__Stated problem__: Take the material below and write it all out again exactly.

[Point placement records]
_ _ _ _ _
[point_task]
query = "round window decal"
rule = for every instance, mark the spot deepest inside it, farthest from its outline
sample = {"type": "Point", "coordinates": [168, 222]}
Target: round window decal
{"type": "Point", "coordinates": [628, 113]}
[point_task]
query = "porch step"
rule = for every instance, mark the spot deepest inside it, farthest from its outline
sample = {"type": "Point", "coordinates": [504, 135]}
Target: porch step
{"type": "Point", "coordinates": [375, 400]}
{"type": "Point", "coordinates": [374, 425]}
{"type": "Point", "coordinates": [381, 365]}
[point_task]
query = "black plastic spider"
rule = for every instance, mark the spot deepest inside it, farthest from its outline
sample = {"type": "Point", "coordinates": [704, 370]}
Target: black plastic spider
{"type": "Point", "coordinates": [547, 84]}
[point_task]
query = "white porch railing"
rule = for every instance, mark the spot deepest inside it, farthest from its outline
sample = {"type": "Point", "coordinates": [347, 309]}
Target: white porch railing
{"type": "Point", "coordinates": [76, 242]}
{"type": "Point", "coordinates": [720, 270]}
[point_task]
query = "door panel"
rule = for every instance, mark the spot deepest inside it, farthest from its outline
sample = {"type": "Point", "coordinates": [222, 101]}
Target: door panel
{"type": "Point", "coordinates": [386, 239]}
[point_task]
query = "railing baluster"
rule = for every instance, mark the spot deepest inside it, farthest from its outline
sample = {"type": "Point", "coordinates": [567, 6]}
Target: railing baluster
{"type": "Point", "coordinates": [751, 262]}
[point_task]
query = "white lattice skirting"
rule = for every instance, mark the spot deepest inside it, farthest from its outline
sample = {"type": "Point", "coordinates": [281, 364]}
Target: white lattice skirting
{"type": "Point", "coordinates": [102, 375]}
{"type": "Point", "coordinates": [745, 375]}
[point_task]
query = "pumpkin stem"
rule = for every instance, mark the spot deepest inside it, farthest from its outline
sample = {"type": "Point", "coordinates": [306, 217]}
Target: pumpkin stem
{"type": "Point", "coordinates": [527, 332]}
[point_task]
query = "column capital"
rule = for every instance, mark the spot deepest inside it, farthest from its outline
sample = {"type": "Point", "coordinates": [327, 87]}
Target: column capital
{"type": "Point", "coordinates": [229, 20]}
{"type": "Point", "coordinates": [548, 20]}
_ _ _ _ _
__Full output__:
[point_task]
query = "round window decal"
rule = for every instance, mark the spot deepest inside it, farthest from its outline
sample = {"type": "Point", "coordinates": [168, 222]}
Target: round window decal
{"type": "Point", "coordinates": [628, 113]}
[point_task]
query = "porch step"
rule = for every instance, mark the spot deepest inside it, farthest from its outline
sample = {"type": "Point", "coordinates": [504, 135]}
Target: porch step
{"type": "Point", "coordinates": [375, 400]}
{"type": "Point", "coordinates": [374, 425]}
{"type": "Point", "coordinates": [381, 365]}
[point_task]
query = "black plastic spider"
rule = for every instance, mark the spot deepest inside it, farthest from its outline
sample = {"type": "Point", "coordinates": [704, 370]}
Target: black plastic spider
{"type": "Point", "coordinates": [547, 84]}
[point_task]
query = "white porch railing"
rule = for every instance, mark the spot deepest inside it, farthest from its outline
sample = {"type": "Point", "coordinates": [347, 309]}
Target: white porch railing
{"type": "Point", "coordinates": [76, 242]}
{"type": "Point", "coordinates": [720, 270]}
[point_task]
query = "door panel"
rule = for every instance, mark the spot deepest inside it, farthest from its outline
sample = {"type": "Point", "coordinates": [222, 101]}
Target: door panel
{"type": "Point", "coordinates": [386, 239]}
[point_task]
query = "railing baluster"
rule = for every instance, mark the spot deepest inside it, farthest from its outline
sample = {"type": "Point", "coordinates": [567, 6]}
Target: railing baluster
{"type": "Point", "coordinates": [751, 262]}
[point_task]
query = "white lattice skirting"
rule = for every instance, mark the spot deepest inside it, farthest from its outline
sample = {"type": "Point", "coordinates": [281, 364]}
Target: white lattice skirting
{"type": "Point", "coordinates": [102, 375]}
{"type": "Point", "coordinates": [745, 375]}
[point_task]
query = "pumpkin stem"
rule = for every instance, mark the spot deepest inside it, farthest from its outline
sample = {"type": "Point", "coordinates": [306, 217]}
Target: pumpkin stem
{"type": "Point", "coordinates": [527, 332]}
[point_task]
query = "column capital"
rule = for every instance, mark the spot deepest inside it, farthest from its outline
sample = {"type": "Point", "coordinates": [327, 87]}
Target: column capital
{"type": "Point", "coordinates": [229, 20]}
{"type": "Point", "coordinates": [548, 20]}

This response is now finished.